Passage to read:

[Start of section]

What I realized from a very early age was that I had a great interest in learning new things. To satisfy this need, I decided to study Physics, one of the most fundamental Sciences, at the Aristotle University of Thessaloniki, Greece. The field of Dynamics won my heart during my studies; hence my BSc thesis was about the “Orbital dynamics around ellipsoid distribution of mass”, which finds application in Astrodynamics.
Sharing knowledge is something that appeals me as much as expanding my knowledge. That is why, during my studies I volunteered to the guide team in the Observatory of the Aristotle University and I got involved in helping and teaching High School students.
The Master program “Computational Physics” that I entered after completing my undergraduate studies endowed me with coding skills, really useful in the domain of Sciences. The subject that I focused on my MSc thesis was about “Dynamical Models on Toxin – Antitoxin Systems”, which are gene loci of bacterial cells that play a very important role in the generation of persister cells. Persister cells are tolerant and able to survive under tough situations. The models are about possible mechanisms that will allow cells to exit persister state.

[End of section]

Work task: In the academic profile, what was the topic of the BSc thesis? Answer using only the academic profile above, not the records.

Provided information:
[Start of section]

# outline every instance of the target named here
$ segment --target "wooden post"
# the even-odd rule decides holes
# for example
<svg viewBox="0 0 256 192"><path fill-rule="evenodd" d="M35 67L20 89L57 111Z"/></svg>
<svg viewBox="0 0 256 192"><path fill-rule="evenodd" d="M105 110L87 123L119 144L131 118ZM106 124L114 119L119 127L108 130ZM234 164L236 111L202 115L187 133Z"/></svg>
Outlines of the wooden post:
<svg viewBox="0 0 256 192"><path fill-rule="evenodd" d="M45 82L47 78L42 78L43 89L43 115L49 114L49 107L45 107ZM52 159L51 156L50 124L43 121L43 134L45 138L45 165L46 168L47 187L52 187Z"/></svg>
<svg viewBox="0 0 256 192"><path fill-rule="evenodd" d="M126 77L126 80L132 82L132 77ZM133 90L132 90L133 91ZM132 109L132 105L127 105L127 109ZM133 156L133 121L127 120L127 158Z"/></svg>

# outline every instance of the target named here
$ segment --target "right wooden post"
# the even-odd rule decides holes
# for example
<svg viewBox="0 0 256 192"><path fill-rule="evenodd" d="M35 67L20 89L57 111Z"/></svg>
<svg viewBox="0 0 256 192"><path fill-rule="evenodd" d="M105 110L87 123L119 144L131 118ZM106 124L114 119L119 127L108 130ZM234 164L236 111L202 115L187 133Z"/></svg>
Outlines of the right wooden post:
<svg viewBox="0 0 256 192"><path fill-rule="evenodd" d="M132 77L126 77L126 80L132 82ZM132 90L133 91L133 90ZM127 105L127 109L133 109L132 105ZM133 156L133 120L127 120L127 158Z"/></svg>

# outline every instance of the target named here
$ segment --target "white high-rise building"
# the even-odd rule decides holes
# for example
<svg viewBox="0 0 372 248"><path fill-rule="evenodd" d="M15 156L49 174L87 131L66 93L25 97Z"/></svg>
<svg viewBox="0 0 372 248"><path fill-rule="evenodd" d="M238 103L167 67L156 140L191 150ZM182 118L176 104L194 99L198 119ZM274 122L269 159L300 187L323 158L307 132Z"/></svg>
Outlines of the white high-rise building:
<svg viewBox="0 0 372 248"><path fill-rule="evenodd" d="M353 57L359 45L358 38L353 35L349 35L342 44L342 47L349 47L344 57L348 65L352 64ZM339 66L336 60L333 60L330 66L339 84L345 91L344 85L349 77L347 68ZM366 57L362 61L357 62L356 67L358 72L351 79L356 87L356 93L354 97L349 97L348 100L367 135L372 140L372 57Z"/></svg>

[End of section]
[Start of section]

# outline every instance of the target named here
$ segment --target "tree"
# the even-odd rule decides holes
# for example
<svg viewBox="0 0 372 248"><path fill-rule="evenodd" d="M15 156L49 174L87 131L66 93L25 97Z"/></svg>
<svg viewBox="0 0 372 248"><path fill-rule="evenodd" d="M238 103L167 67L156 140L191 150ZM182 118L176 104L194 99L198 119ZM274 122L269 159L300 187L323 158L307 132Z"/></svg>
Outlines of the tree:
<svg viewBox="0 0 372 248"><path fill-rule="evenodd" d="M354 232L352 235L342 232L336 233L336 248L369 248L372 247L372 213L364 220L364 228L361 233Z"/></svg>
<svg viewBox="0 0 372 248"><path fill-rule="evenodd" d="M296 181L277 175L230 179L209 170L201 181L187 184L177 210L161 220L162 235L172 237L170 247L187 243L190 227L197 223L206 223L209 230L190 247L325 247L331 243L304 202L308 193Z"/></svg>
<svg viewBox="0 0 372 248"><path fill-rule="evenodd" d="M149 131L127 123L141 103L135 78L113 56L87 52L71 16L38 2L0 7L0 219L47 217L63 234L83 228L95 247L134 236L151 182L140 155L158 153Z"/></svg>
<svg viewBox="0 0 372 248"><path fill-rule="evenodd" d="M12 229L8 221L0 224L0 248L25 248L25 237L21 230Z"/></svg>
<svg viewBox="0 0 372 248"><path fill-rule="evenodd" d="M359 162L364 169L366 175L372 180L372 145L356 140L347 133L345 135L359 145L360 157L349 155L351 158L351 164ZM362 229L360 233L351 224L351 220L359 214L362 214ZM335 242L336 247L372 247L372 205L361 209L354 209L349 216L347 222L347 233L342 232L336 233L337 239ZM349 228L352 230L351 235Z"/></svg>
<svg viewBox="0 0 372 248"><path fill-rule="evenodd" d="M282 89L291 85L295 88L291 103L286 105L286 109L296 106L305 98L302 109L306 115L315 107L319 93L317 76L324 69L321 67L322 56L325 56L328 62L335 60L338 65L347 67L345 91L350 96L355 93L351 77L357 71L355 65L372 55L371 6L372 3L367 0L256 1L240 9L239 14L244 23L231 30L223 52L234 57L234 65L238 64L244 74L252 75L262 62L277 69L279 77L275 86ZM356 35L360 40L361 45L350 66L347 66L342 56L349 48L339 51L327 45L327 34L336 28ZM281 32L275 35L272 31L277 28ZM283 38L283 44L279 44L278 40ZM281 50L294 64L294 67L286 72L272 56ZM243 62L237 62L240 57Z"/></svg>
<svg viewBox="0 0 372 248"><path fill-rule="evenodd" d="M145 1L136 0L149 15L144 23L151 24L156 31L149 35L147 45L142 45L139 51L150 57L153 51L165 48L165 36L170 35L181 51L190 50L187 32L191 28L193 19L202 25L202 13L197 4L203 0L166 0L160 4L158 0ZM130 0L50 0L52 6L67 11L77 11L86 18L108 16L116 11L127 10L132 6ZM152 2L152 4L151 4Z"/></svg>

[End of section]
[Start of section]

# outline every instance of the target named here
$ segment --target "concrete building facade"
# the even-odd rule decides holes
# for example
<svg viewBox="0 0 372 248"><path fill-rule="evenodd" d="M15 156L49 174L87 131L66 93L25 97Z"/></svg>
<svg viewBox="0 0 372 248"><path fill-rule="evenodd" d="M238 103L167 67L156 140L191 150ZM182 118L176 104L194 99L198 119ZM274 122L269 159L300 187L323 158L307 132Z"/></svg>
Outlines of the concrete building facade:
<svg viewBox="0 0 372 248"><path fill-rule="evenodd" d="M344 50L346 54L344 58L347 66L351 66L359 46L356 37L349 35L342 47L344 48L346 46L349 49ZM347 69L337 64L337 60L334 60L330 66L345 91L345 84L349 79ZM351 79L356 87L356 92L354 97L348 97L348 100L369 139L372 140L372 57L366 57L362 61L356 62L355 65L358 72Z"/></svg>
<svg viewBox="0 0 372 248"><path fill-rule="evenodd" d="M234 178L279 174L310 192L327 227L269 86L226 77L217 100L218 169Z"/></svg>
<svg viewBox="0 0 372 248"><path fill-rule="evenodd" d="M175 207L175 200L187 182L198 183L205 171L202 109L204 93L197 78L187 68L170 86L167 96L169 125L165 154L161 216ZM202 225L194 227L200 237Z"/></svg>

[End of section]

Output of the task: "Orbital dynamics around ellipsoid distribution of mass"